- Problem description:
Convert the lines below into a two-column CSV with the headers "text" and "points". Give one row for each line that begins with "For every instance," with that line in the first field and all the coordinates listed under it in the second, each field in double quotes and any line breaks replaced by spaces.

- Input material:
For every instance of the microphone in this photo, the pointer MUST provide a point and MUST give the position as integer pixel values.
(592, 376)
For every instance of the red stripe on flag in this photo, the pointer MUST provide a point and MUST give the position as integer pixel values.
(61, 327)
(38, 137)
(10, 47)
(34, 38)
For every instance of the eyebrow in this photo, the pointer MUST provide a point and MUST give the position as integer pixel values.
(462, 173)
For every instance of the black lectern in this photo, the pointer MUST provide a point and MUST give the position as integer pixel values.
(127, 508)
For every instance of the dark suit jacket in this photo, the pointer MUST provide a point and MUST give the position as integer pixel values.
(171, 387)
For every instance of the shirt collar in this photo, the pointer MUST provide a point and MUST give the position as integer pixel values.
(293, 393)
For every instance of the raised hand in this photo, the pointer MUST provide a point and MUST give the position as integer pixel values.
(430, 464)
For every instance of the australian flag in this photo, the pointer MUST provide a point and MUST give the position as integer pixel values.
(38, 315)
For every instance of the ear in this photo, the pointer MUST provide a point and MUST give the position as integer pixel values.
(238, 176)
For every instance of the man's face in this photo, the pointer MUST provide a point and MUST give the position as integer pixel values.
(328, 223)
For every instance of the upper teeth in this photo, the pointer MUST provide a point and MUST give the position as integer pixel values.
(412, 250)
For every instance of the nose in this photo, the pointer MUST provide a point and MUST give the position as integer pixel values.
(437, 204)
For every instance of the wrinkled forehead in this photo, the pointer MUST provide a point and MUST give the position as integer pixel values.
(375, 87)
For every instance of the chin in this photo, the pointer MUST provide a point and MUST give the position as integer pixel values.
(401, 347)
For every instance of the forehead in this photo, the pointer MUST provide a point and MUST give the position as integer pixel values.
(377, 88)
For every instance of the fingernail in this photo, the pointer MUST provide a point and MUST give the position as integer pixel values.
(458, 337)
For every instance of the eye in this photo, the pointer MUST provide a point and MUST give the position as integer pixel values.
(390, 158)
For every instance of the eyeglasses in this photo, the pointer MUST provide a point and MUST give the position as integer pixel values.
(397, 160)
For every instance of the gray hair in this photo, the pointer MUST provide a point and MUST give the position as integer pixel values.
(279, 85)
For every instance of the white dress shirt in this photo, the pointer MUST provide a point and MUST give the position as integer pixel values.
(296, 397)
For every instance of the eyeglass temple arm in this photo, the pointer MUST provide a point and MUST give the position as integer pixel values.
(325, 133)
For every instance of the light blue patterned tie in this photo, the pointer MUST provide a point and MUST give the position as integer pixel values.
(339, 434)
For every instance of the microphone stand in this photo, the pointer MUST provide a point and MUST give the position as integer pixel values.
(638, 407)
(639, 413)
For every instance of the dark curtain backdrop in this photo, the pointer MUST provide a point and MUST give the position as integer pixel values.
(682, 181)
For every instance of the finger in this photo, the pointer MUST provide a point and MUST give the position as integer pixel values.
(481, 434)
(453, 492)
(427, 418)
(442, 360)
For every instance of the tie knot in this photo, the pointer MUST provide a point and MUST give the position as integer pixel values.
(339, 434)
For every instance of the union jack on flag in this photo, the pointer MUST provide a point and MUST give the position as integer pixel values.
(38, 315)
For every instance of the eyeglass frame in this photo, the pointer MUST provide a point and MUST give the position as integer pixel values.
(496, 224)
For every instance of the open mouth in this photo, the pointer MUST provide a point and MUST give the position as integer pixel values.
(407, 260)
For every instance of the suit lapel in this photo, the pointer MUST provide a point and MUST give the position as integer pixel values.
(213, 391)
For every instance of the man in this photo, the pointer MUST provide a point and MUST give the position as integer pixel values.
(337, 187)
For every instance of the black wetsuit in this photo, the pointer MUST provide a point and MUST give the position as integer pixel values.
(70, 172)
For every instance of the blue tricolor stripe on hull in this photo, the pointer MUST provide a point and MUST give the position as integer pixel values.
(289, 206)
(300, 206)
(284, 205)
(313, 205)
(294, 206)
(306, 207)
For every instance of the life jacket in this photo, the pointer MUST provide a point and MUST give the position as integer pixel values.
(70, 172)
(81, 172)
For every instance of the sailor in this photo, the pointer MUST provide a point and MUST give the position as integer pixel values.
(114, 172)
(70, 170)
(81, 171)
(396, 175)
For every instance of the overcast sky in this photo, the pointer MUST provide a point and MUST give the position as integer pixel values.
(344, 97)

- Worked answer:
text,points
"For every instance of the microphone in this photo, the pointer MUST provide a point and MUST give the position as integer pixel values.","(592, 376)"
"For every instance of the red stripe on flag in this photo, the pointer MUST provide a point and MUST give the position as integer pixel values.","(61, 327) (38, 137) (10, 47) (34, 38)"
"For every instance of the eyebrow in this photo, the pointer MUST provide a point and MUST give the position as integer pixel values.","(462, 173)"
"For every instance of the black lectern in this photo, the pointer MUST provide a point and MUST give the position as integer pixel values.","(127, 508)"
"For every instance of the dark suit jacket in this photo, the pointer MUST provide a point and MUST give the position as integer pixel values.","(171, 387)"
"For every instance of the shirt collar in this photo, the pointer MUST provide a point and MUST give the position as integer pixel values.","(293, 393)"
"For every instance of the raised hand in this photo, the pointer MUST provide a point and MUST give the position as integer pixel values.","(430, 464)"
"For every instance of the australian flag in this photo, the pointer MUST provide a point and MUST give the position as integer pixel values.","(38, 315)"
"For every instance of the ear in this photo, the pointer MUST provide a point and MUST give the position as integer pixel values.","(238, 176)"
"For every instance of the man's face in this photo, the pointer MUST provide a point and MUST give the position as integer pixel values.","(328, 223)"
"For every instance of the upper teeth in this photo, the pointer MUST provide a point and MUST give the position as integer pixel values.","(412, 250)"
"For every instance of the nose in this photo, the pointer MUST provide a point and MUST give the position as integer pixel values.","(437, 204)"
"For every instance of the wrinkled forehead in this photo, the pointer MUST provide a point and MUST give the position as integer pixel values.","(375, 87)"
"For every instance of the chin in this photo, the pointer MUST provide a point and MUST give the position as integer pixel values.","(401, 347)"
"For every instance of the forehead in this photo, the pointer MUST provide a point and MUST give the position as integer pixel values.","(377, 88)"
"For every instance of the fingernail in this photo, the pointer MUST provide a point and MUST give the position as integer pixel values.","(458, 337)"
"For every instance of the eye in this photo, the pointer MUST provide a point and MUST give the position as integer pixel values.","(390, 158)"
"For every instance of the eyeglasses in this photo, the pointer MUST provide a point and MUST give the position as integer pixel values.","(397, 160)"
"For every instance of the gray hair in this photo, the pointer MUST provide a point and MUST give the position as integer pixel values.","(279, 85)"
"For every instance of the white dress shirt in this photo, the pointer MUST provide a point and MUST give the position as integer pixel values.","(296, 397)"
"For every instance of the eyeglass temple arm in this photo, the pointer MUST provide a point and MUST give the position as integer pixel values.","(325, 133)"
"For every instance of the light blue patterned tie in this photo, the pointer MUST provide a point and MUST give the position as integer pixel values.","(339, 434)"
"For every instance of the microphone stand in this photo, the pointer MUST provide a point and MUST give the position as integer pixel values.","(638, 407) (639, 413)"
"For every instance of the dark curtain backdrop in this photo, the pointer MUST provide a point and MUST give the position as integer pixel values.","(682, 181)"
"For every instance of the finger in this photo, the pointer MUST provide a point and MUST give the position as integer pixel values.","(481, 434) (453, 492) (427, 418) (442, 360)"
"For every instance of the tie knot in this photo, the pointer MUST provide a point and MUST give the position as integer pixel values.","(339, 434)"
"For every instance of the union jack on flag in this photo, the pointer MUST provide a point and MUST give the position as integer pixel values.","(38, 315)"
"For every instance of the eyeglass frame in this photo, the pointer MUST provide a point and MUST give the position as integer pixel values.","(496, 224)"
"For every instance of the open mouth in this photo, the pointer MUST provide a point and MUST give the position as integer pixel values.","(407, 260)"
"For every instance of the suit lapel in this photo, the pointer MUST provide a point and MUST give the position as integer pixel values.","(213, 391)"
"For every instance of the man in this photo, the pointer MUST provide a point and MUST give the position as integer pixel values.","(337, 187)"
"For every instance of the black wetsuit in this photo, the pointer MUST provide a point and MUST give the position as integer pixel values.","(70, 172)"
"For every instance of the blue tricolor stripe on hull in this photo, the pointer MUST provide a point and MUST give the position as integer pixel values.","(289, 206) (300, 206) (284, 205) (313, 205) (294, 206) (306, 207)"
"For every instance of the life jacket in this photo, the pointer MUST provide a point and MUST give the position as integer pixel values.","(70, 172) (81, 172)"
"For every instance of the sailor in this photo, the pointer MUST provide a point and MUST give the position as integer pixel values.","(114, 172) (70, 170) (81, 171) (396, 175)"
"For every instance of the overcast sky in this photo, the pointer MUST provide a point and MUST give the position as integer pixel values.","(344, 97)"